> [Listado]:
★ ★ ★ ★ ★ ★ ★
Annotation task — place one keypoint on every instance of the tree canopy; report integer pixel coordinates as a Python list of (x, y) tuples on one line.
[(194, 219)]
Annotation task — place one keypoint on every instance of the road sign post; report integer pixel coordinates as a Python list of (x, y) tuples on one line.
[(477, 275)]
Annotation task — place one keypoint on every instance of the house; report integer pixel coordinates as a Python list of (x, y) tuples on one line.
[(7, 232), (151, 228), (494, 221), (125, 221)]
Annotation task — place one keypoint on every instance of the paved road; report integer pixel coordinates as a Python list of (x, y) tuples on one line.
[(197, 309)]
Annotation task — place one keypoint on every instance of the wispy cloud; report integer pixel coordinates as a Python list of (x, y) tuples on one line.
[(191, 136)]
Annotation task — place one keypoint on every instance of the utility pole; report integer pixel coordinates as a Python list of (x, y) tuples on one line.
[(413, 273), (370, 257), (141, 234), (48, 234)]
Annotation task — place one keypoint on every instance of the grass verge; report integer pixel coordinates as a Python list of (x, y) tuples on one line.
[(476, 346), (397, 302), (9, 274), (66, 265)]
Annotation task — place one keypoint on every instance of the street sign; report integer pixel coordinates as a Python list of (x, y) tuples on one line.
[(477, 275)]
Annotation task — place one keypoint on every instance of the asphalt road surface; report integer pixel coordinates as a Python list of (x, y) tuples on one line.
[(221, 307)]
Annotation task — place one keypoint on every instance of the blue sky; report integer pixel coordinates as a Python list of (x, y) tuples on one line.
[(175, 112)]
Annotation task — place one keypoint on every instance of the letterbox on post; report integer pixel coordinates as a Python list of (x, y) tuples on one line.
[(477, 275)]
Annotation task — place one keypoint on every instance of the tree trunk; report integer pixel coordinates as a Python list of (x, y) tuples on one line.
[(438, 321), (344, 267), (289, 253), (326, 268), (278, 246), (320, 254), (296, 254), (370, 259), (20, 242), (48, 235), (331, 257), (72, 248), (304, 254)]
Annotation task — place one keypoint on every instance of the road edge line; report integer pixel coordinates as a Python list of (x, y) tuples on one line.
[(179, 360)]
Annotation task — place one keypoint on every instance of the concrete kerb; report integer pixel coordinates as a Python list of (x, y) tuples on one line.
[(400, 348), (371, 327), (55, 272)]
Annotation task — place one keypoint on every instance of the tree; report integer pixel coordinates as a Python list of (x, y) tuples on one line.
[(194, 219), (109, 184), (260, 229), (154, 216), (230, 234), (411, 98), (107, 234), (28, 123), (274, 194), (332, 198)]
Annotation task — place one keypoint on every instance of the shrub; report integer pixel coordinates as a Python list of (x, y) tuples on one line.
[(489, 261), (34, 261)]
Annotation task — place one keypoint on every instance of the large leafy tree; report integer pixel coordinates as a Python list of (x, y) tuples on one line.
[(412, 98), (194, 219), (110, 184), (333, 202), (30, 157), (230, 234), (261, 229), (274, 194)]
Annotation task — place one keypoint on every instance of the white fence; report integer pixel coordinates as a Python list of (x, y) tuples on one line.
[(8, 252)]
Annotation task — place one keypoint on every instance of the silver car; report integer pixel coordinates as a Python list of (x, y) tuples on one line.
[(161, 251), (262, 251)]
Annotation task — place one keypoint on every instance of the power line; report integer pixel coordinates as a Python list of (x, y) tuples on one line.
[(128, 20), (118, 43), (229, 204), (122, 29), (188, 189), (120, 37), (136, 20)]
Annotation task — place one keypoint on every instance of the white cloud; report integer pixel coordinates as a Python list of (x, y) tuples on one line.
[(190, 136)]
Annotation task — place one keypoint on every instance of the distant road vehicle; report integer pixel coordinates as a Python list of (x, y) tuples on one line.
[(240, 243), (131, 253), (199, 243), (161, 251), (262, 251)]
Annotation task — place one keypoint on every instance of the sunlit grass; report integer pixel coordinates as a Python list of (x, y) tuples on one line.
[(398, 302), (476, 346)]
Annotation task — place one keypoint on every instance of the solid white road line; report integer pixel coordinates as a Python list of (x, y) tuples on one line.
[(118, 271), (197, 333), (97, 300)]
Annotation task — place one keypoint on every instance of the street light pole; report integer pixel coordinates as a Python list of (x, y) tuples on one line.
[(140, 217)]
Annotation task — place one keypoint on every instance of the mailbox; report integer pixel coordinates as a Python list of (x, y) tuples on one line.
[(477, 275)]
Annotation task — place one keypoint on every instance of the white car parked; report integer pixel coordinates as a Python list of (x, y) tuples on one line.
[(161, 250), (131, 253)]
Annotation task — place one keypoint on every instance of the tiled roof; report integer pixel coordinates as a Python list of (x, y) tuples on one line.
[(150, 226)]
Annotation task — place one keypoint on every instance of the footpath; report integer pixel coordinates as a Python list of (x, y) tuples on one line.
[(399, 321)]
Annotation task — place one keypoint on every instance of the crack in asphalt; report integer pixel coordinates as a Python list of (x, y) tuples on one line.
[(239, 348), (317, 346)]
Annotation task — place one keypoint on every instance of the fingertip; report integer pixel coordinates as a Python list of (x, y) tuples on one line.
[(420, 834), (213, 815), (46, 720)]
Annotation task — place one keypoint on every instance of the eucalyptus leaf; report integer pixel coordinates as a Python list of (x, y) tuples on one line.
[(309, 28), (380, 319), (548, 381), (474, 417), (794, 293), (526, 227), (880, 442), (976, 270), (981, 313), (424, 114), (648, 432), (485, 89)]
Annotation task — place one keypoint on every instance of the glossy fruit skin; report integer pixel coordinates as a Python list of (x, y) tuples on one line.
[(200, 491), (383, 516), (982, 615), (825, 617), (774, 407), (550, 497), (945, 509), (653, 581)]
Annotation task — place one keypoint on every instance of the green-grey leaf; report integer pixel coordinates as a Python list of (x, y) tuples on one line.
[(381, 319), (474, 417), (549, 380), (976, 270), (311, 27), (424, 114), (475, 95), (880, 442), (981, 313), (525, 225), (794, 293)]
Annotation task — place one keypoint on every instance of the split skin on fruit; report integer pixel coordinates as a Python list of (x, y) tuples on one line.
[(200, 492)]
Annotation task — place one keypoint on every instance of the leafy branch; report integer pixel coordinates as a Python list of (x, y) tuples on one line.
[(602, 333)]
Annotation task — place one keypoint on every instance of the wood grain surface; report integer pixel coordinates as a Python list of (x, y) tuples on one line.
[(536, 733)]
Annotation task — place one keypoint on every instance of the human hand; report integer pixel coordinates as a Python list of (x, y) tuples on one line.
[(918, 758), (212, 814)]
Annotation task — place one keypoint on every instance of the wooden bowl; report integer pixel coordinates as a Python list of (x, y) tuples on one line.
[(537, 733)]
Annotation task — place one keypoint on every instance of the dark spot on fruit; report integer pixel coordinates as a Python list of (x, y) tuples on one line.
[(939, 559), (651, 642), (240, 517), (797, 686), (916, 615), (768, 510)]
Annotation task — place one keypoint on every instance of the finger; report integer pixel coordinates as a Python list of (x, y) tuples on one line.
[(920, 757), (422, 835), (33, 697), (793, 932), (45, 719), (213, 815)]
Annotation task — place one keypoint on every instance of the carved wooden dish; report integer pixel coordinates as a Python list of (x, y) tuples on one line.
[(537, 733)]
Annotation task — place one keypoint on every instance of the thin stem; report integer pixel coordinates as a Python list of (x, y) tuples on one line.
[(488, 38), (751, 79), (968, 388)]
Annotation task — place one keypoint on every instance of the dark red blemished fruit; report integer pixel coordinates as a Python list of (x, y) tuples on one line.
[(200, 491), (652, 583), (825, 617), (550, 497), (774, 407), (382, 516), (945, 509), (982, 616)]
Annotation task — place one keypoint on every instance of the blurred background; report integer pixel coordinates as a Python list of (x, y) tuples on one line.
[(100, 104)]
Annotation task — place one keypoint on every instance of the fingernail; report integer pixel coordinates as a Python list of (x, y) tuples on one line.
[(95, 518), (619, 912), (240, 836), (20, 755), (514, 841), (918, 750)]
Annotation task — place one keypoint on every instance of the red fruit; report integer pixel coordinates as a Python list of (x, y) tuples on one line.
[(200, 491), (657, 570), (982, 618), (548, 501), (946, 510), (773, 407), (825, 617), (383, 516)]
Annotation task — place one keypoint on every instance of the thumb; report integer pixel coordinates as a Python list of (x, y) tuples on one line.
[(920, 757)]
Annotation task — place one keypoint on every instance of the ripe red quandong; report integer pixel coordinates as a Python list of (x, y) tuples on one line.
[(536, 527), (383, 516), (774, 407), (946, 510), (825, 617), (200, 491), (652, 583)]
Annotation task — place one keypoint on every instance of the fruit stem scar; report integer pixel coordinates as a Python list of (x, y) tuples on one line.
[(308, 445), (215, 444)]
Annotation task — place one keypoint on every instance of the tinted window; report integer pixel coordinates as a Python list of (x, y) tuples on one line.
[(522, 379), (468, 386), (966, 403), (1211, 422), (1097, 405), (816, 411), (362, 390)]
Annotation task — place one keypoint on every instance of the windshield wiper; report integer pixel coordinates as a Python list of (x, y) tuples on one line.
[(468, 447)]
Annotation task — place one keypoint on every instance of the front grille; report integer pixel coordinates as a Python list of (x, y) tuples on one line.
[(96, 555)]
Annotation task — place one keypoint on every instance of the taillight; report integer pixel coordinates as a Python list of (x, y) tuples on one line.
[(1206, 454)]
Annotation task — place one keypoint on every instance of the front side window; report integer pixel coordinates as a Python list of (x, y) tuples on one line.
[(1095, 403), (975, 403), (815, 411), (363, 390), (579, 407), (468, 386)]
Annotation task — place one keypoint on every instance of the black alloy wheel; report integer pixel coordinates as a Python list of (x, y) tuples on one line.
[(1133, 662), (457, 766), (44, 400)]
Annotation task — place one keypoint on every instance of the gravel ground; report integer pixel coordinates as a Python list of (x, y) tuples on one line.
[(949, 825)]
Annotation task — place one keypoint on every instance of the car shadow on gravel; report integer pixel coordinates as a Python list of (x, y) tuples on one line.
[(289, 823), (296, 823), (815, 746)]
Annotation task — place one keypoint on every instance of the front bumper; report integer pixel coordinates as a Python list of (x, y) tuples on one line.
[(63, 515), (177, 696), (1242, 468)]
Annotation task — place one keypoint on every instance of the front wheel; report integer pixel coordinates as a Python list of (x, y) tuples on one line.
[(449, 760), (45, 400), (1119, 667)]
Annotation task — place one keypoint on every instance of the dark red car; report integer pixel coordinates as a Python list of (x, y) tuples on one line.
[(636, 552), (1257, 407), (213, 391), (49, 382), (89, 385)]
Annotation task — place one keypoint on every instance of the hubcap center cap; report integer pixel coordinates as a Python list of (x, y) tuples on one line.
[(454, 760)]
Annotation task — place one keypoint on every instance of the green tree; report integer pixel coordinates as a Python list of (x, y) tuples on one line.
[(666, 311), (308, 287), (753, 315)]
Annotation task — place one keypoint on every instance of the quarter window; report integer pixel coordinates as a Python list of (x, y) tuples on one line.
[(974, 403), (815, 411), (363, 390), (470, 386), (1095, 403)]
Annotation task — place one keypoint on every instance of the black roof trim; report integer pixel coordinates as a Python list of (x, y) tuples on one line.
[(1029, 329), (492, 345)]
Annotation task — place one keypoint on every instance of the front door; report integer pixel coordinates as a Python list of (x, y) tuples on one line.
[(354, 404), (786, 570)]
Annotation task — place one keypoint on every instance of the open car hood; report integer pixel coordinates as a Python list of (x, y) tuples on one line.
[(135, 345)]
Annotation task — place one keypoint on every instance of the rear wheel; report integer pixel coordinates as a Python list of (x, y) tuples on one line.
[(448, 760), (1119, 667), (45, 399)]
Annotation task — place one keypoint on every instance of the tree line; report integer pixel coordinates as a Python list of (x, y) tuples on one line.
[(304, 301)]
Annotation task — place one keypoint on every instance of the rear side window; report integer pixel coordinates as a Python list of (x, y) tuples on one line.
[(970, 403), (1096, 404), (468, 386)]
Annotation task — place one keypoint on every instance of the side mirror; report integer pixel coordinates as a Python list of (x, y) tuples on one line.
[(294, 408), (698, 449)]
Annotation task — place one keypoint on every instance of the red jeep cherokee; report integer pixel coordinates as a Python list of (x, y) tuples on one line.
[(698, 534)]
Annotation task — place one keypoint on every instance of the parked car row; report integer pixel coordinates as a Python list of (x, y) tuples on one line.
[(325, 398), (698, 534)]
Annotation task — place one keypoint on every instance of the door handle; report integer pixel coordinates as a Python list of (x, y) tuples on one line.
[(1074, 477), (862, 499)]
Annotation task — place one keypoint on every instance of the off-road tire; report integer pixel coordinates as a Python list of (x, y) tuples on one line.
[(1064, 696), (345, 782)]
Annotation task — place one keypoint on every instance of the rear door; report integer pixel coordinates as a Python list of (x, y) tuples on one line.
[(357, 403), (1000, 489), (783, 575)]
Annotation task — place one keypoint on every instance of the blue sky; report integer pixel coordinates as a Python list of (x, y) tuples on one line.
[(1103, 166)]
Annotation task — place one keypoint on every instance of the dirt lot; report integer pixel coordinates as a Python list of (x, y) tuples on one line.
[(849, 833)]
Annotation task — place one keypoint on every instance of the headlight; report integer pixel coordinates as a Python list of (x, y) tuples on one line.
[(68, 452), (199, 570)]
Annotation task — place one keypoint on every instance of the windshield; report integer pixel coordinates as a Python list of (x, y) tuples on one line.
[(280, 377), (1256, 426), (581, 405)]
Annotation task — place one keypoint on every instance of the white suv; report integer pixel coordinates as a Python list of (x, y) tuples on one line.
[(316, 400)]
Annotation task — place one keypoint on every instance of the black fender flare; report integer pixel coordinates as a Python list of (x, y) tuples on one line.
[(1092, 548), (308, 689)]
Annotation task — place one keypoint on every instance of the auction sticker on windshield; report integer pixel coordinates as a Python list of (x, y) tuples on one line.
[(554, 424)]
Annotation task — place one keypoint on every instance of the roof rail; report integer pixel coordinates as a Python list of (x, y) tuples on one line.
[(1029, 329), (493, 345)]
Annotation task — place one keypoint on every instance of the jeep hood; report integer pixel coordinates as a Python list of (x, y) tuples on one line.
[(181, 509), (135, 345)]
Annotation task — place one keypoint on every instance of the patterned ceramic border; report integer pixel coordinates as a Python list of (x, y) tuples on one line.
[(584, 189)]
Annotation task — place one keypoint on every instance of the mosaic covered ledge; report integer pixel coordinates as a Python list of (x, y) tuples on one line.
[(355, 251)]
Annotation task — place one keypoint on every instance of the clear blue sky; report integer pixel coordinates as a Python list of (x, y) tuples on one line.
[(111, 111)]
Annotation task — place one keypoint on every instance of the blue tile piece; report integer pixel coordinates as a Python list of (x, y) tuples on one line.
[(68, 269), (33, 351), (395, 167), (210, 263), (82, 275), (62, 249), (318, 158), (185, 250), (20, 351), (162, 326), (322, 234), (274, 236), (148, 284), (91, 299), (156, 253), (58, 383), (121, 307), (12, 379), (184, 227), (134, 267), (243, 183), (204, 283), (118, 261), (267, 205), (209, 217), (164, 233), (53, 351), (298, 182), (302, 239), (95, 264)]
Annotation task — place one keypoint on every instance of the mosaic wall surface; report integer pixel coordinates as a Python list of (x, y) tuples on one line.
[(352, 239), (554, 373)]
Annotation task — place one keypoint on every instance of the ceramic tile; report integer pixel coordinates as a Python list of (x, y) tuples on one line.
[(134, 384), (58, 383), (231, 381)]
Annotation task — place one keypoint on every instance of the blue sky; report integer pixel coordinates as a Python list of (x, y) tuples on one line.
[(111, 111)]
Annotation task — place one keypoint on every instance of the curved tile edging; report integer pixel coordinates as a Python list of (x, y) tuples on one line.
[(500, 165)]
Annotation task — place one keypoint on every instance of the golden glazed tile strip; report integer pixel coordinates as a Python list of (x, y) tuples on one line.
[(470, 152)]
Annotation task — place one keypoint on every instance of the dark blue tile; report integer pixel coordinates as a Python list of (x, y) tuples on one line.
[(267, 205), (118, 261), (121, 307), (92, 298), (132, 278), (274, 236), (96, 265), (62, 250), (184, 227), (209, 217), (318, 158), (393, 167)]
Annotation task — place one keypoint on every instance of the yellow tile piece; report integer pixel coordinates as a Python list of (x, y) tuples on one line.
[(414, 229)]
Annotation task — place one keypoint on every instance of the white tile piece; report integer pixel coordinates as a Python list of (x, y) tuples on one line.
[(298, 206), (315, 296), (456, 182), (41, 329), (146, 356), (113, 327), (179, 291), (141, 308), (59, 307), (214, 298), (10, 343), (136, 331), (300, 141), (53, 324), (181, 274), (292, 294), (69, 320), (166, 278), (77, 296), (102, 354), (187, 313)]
★ ★ ★ ★ ★ ★ ★
> [Enunciado]: Presenta como tabla Markdown el tramo de los registros que va desde el principio hasta la línea que contiene "[(191, 136)]", ambos extremos incluidos. Usa las columnas Fila, con el número de orden, y Línea, con el texto de cada línea, y omite las líneas en blanco.

> [Respuesta correcta]:
| Fila | Línea |
|---|---|
| 1 | Annotation task — place one keypoint on every instance of the tree canopy; report integer pixel coordinates as a Python list of (x, y) tuples on one line. |
| 2 | [(194, 219)] |
| 3 | Annotation task — place one keypoint on every instance of the road sign post; report integer pixel coordinates as a Python list of (x, y) tuples on one line. |
| 4 | [(477, 275)] |
| 5 | Annotation task — place one keypoint on every instance of the house; report integer pixel coordinates as a Python list of (x, y) tuples on one line. |
| 6 | [(7, 232), (151, 228), (494, 221), (125, 221)] |
| 7 | Annotation task — place one keypoint on every instance of the paved road; report integer pixel coordinates as a Python list of (x, y) tuples on one line. |
| 8 | [(197, 309)] |
| 9 | Annotation task — place one keypoint on every instance of the wispy cloud; report integer pixel coordinates as a Python list of (x, y) tuples on one line. |
| 10 | [(191, 136)] |